### Dataset extract
>>>

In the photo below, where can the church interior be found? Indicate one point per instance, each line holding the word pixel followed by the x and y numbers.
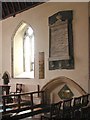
pixel 44 60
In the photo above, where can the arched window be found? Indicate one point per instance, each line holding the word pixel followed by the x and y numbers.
pixel 23 52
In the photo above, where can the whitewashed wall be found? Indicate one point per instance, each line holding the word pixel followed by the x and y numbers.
pixel 38 19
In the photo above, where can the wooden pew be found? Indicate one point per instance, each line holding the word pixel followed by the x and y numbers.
pixel 22 108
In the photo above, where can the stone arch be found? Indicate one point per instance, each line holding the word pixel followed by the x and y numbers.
pixel 59 81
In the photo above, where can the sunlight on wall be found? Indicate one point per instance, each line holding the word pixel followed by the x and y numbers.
pixel 23 52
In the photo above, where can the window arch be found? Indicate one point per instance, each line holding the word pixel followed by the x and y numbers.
pixel 23 52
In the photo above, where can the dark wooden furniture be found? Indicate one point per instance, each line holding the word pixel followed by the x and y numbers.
pixel 54 113
pixel 4 89
pixel 28 107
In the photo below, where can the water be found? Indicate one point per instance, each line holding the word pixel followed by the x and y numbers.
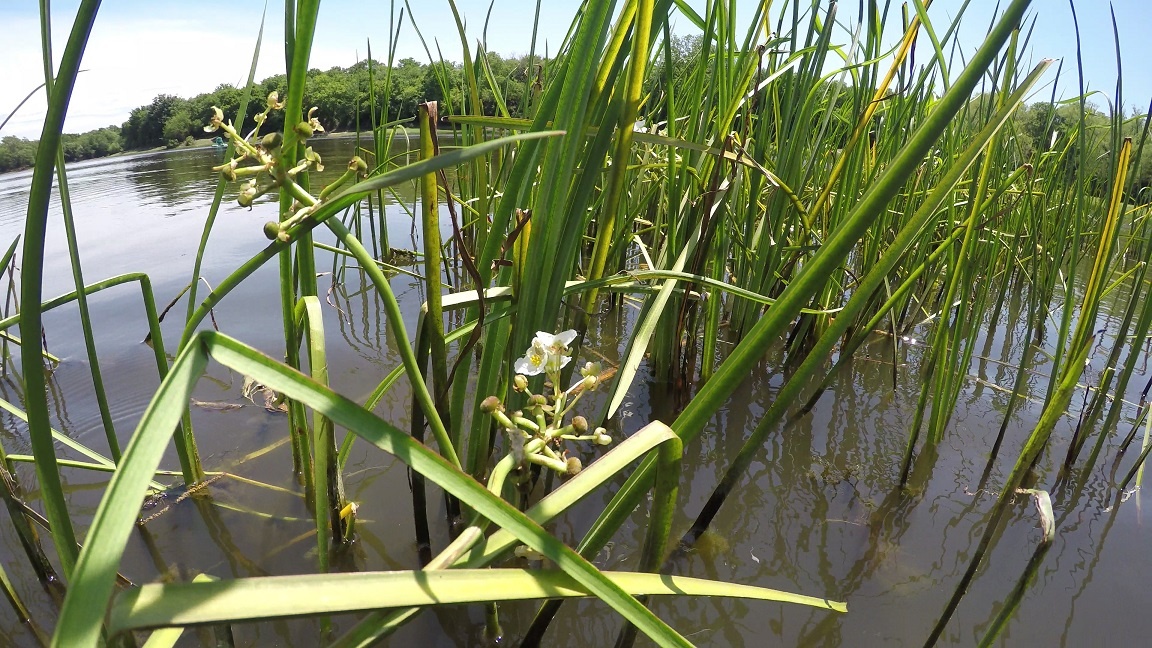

<<<

### Task requirements
Restate every entry above word for word; no picture belongs in the copy.

### Answer section
In the photo below, where can the church interior be found? Indicate one point per instance, each line holding the word pixel followed by the x and y numbers.
pixel 44 60
In the photo above, where can the arched window be found? Indicate one point per instance, each line holding the word pixel followed by the x and y numbers.
pixel 23 52
In the photo above, where can the whitewashed wall be found? Indicate one point per instance, each line holding the word pixel followed by the x and y numbers.
pixel 38 19
In the photo above, where can the wooden pew be found? Indicate one point per instance, each line holding the word pixel followed by the x and y numbers.
pixel 22 108
In the photo above, where can the stone arch be found? Indicate one point per instance, each line holding the word pixel followed by the x and y numbers.
pixel 59 81
In the photo above, where can the sunlight on wall be found? Indicate one point per instance, each line holding the word pixel followed by the x and y numbers.
pixel 23 52
In the photo above, where can the window arch be found? Indicate one point per instance, each line holding the word pixel followed by the x and y numbers.
pixel 23 52
In the photo above, where can the dark wooden furniture be found? Indicate one point per instance, each line holding the word pixel followed by the x and y numbers.
pixel 54 113
pixel 4 89
pixel 28 107
In the photo below, where can the water be found? Indicate one point per instance, each line holding the word pixel followed by the x and y numbers.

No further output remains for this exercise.